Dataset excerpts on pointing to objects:
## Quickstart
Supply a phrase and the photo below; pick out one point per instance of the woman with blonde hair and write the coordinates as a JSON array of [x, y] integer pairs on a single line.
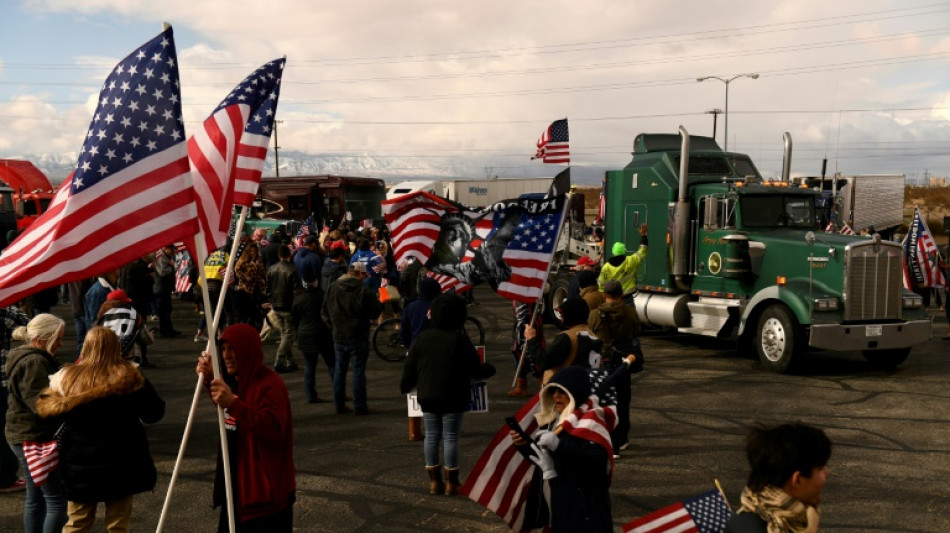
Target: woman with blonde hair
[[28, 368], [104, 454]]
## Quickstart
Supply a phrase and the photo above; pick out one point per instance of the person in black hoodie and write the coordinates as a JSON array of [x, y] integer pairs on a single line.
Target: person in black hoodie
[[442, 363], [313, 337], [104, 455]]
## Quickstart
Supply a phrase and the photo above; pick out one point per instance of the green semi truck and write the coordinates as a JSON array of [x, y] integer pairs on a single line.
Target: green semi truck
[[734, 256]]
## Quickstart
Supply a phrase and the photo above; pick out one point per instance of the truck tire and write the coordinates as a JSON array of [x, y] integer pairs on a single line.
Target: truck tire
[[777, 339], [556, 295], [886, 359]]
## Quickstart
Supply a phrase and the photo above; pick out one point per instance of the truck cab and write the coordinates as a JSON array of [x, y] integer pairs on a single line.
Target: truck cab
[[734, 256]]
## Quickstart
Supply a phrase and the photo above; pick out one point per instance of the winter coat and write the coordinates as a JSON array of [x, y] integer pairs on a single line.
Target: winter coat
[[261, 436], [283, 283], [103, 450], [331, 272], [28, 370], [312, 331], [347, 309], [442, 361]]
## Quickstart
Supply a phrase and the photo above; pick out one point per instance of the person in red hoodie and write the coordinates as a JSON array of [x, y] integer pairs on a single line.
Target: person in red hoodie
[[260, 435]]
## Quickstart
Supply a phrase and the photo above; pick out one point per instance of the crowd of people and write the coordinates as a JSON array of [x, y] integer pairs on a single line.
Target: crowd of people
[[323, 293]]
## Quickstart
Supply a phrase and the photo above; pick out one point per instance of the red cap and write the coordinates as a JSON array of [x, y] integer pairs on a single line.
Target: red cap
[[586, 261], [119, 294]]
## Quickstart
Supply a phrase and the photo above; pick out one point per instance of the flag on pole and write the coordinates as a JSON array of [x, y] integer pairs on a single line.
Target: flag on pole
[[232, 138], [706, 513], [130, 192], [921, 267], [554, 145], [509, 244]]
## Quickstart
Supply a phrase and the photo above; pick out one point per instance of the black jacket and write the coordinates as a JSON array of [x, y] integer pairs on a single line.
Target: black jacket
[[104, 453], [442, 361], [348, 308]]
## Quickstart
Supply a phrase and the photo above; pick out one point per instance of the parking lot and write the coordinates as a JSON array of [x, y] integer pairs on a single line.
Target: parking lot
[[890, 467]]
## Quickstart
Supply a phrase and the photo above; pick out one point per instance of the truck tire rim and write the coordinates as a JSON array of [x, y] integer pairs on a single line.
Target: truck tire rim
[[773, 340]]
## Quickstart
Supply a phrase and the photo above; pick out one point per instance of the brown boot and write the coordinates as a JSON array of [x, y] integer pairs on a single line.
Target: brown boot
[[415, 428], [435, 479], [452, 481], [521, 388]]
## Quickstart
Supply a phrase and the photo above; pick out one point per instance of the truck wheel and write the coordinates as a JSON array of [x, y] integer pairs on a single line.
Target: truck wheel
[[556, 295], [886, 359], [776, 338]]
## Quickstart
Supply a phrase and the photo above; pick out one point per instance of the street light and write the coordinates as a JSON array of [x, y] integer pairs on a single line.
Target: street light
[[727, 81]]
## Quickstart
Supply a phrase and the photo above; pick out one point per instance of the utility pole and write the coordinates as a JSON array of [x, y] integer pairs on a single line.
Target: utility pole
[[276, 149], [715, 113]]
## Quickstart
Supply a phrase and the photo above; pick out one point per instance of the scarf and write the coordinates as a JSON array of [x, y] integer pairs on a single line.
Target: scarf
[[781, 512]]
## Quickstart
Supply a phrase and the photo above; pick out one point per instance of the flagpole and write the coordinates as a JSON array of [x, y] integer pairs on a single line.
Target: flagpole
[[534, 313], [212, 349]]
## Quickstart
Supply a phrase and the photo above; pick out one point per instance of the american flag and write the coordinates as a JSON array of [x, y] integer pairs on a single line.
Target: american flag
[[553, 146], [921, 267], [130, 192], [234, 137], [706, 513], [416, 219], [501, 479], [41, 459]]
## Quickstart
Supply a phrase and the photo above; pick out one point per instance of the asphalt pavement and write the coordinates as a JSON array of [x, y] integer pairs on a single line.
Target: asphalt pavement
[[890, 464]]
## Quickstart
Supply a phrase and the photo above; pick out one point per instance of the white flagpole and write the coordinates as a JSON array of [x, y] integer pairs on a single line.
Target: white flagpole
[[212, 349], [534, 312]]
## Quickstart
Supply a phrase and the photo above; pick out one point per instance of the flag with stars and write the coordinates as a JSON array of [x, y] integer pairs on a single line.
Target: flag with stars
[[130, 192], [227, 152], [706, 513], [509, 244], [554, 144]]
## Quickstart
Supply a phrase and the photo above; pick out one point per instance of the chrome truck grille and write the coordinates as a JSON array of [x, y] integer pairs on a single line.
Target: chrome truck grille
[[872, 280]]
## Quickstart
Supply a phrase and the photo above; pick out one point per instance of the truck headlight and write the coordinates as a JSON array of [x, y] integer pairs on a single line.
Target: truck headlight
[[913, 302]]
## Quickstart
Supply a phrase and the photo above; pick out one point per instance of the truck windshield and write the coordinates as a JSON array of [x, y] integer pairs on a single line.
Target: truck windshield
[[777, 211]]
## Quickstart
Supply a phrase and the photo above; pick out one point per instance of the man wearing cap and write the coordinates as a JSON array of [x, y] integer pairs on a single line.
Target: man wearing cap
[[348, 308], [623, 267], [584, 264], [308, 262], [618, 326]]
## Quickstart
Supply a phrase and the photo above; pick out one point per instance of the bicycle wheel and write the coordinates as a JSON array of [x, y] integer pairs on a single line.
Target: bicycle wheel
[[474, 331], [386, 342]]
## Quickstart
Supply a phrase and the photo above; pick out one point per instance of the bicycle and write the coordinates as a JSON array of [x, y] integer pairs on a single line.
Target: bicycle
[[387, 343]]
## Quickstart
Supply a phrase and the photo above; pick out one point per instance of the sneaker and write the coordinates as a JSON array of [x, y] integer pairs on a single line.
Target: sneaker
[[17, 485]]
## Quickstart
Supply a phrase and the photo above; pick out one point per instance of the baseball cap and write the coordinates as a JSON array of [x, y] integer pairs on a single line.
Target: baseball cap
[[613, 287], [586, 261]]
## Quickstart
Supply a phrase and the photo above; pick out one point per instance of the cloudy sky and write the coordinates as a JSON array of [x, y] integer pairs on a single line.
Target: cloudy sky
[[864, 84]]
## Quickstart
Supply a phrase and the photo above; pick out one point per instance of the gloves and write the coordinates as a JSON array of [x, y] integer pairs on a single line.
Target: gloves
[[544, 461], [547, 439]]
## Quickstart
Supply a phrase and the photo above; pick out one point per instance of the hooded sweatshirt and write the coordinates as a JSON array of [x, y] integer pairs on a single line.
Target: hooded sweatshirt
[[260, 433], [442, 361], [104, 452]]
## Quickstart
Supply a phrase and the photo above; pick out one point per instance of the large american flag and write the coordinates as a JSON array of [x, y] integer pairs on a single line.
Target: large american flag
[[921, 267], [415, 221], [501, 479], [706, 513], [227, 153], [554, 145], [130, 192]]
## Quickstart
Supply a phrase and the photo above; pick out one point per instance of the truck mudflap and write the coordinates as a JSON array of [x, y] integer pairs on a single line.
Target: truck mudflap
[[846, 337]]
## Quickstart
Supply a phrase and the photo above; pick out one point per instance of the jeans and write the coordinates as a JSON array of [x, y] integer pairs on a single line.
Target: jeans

GIVEN EXERCISE: Reproduce the entire listing above word for word, but omit the picture from your copy.

CORRECT ANSWER:
## Quickstart
Supply a phrase and the photo below; pick out one point per instance of the woman with blonde hair and write the coordinates as a JSON array of [x, y] integer pairs on a single line.
Target: woman with blonde hair
[[28, 368], [104, 454]]
## Quickstart
Supply a phrase and the photo above; pick out one point per instance of the person in black hoodie and write the coordinates as a JSON array of [x, y] integer pairs on a single line.
Target: person in black hoodie
[[442, 363], [313, 337], [104, 455]]
## Quickstart
Supply a phrase and the photo above; pick out one point per instance of the green semi truck and write the coordinates as a JSON array of [x, y] integer pairs on a single line.
Target: green semi truck
[[734, 256]]
## Quickstart
Supply a phrase and the photo above; pick out one point per instance of the truck tire and write the coordinates as a JSON array of [x, y] integer pairs on a single line.
Target: truck tire
[[777, 339], [556, 295], [886, 359]]
## Quickstart
Supply a phrase and the photo above; pick out one point per instance of the truck cab and write the coordinates as a JSON array of [x, y] integer pairs on a single line.
Target: truck cab
[[734, 256]]
## Quickstart
Supply a phrase and the photo above; pick out one point per instance of the winter coat and write the coordinates as a JSON array of [x, y] integer pairs on a single line.
Target: winter coat
[[261, 436], [283, 283], [103, 450], [331, 272], [28, 370], [312, 331], [347, 309], [442, 361]]
## Quickstart
Supply a phrase and the photo above; pick out one point per instance of the person in red hoodie and write the coordinates as a JSON array of [x, y] integer pairs on a single line.
Target: person in red hoodie
[[260, 435]]
## Quickstart
Supply a phrase and the photo above; pick out one point per instance of the crowd of people and write the coordinates as a JSON array of [x, y] integer pairs on a single line.
Target: crowd of people
[[323, 293]]
## Quickstart
Supply a phrase and the photo above; pick out one point per instance of the red cap and write the coordinates as a JSON array of [x, y] integer pairs on a single line.
Target: red cap
[[586, 261], [119, 294]]
## Quickstart
Supply a phrase and the photo above; pick out one point per instance of the flag on pole and write the coordinates as a JSON array of [x, y] integer pairs on a single line.
Target: flag on pole
[[232, 138], [706, 513], [130, 192], [921, 267], [554, 145], [509, 244]]
## Quickstart
Supply a phrase and the photo above; pick out one point per instance of the black jacket and write the coordinates as a JSON array of [x, y] integer pairs on a single line.
Target: black jacket
[[104, 453], [442, 361], [348, 308]]
## Quickstart
Supply a phrase and the photo above; pick out one point per instance of the parking lot and write the coordinates as a JSON array of [x, y] integer pairs on a single line.
Target: parking lot
[[890, 467]]
## Quickstart
Supply a phrase and the photo above; pick out one point per instance of the truck tire rim and write the coordinates as a JSON array of [x, y] integer pairs on a single line.
Target: truck tire rim
[[773, 340]]
## Quickstart
Supply a phrase and the photo above; pick out one point per instance of the brown boot and write the coordinates as a JSON array of [x, y] integer pairs on a single line.
Target: brown boot
[[415, 428], [435, 479], [452, 481], [521, 388]]
## Quickstart
Supply a phrase and the photo above; pick out one point per instance of the truck wheel and write the coordinates as a JSON array of [x, y] integer pairs on a single line.
Target: truck wheel
[[556, 295], [886, 359], [776, 338]]
## Quickstart
Supply a phrase and the photo above; pick out one point per instance of the street light and write the coordinates as a JSON array of [x, y] integer pairs on a single line.
Target: street light
[[727, 81]]
## Quickstart
Supply a phrase and the photo above; pick out one point per instance of the utility pole and write the coordinates as a JSON array of [x, y] integer pairs on a single line.
Target: utility pole
[[276, 149], [715, 113]]
## Quickstart
Supply a phrase and the photo above; pick out one point per instance of the scarf and write the coordinates as a JSON array of [x, y] integer pairs on a single line.
Target: scarf
[[781, 512]]
## Quickstart
Supply a phrase and the photo above; pick out one point per instance of the flagpole and write the coordinates as a JSON array of [x, y] integer pairs on a single line.
Target: flagpole
[[534, 313], [212, 349]]
## Quickstart
Supply a phrase and the photo above; pick out one point per instance of the american flag and write the coordinates as a JSON array of [x, y] integer pairs on a single line.
Target: american flag
[[553, 146], [921, 267], [130, 192], [234, 137], [706, 513], [416, 219], [501, 479], [41, 459]]
## Quickstart
Supply a phrase and the photo above; pick out one point per instance of the asphalt pavement and write the coordinates as a JSON array of [x, y] integer pairs on a single line.
Target: asphalt pavement
[[890, 464]]
## Quickstart
Supply a phrase and the photo above; pick out one point per instance of the white flagpole and write the coordinates as a JSON array of [x, y] integer pairs on a single line.
Target: white flagpole
[[212, 349], [534, 312]]
## Quickstart
Supply a phrase and the photo above; pick out one point per instance of the flag with stars and write the coordinates as a JSON array of [x, y] integer pairs on a single line.
Target: flag with stars
[[130, 192], [227, 152], [706, 513], [509, 244], [554, 144]]
## Quickstart
Supply a phrase and the photo above; pick out one point per instance of the chrome truck grille and write the coordinates as a JSON array of [x, y] integer pairs on a single line.
Target: chrome truck grille
[[872, 280]]
## Quickstart
Supply a phrase and the photo above; pick out one point per instance of the truck headlight and write the coordinates as a JSON array of [x, y] integer pairs on a single line.
Target: truck headlight
[[913, 302]]
## Quickstart
Supply a phrase and the photo above; pick out one point per instance of the truck windshield and write the coordinates as a JSON array of [x, y] integer pairs on a single line.
Target: truck windshield
[[777, 211]]
## Quickstart
Supply a phrase and the photo above; pick out one point per instance of the man wearing cap and write the coordinates as a JSON array of [x, y] integer pairs on a single line.
Target: man wearing cap
[[348, 308], [623, 267], [584, 264], [308, 262], [618, 326]]
## Quickstart
Supply a phrase and the photo above; pick out one point per instance of the bicycle wheel and write the coordinates as a JSON array of [x, y] integer pairs on a single line.
Target: bicycle wheel
[[474, 331], [386, 342]]
## Quickstart
Supply a phrase and the photo above; pick out one point per instance of the bicycle and write the coordinates as a JSON array of [x, y] integer pairs on a single line.
Target: bicycle
[[387, 343]]
## Quickstart
Supply a phrase and the photo above; pick out one point per instance of the sneaker and write the coordinates as a JSON array of [x, y] integer pairs on a single line.
Target: sneaker
[[17, 485]]
## Quickstart
Supply a phrase and the photo above; pick out one point per instance of the baseball cap and write the coordinates as a JSON array of [x, y] integer pairs on a single line.
Target: baseball cap
[[613, 287], [586, 261]]
## Quickstart
Supply a phrase and the photo above; pick out one point per instance of the cloudy sky and write the coordinates as a JSON array of [x, y] integer pairs on a single line.
Target: cloudy sky
[[864, 84]]
## Quickstart
Supply a phrase and the photo above; pick out one point per instance of the gloves and write the coordinates as a JSON array of [x, y] integer pairs on a single line.
Target: gloves
[[544, 461], [547, 439]]
## Quickstart
Supply a phrase and the photo above; pick out one point per instance of the hooded sweatshirt and write the coordinates as a JSON array of [x, y] integer pairs on a single line.
Target: hooded sweatshirt
[[260, 433], [442, 361], [104, 452]]
## Quickstart
Supply a phrase and the photo above; pick out one point per instance of the large american flag and write the coordinates as a JSON array of [x, y] integer pairs on a single line.
Target: large american flag
[[921, 267], [415, 221], [501, 479], [706, 513], [227, 153], [554, 145], [130, 192]]
## Quickstart
Supply a phrase and the photo above; pick out one point per instance of the truck mudflap and write the coordinates as a JSON array of [x, y] integer pairs on a single line.
Target: truck mudflap
[[846, 337]]
## Quickstart
Supply a phrase and the photo above; pick out one point per instance of the jeans and write the coordinates as a JSON array of [x, y] integer pairs on a single line.
Target: jeans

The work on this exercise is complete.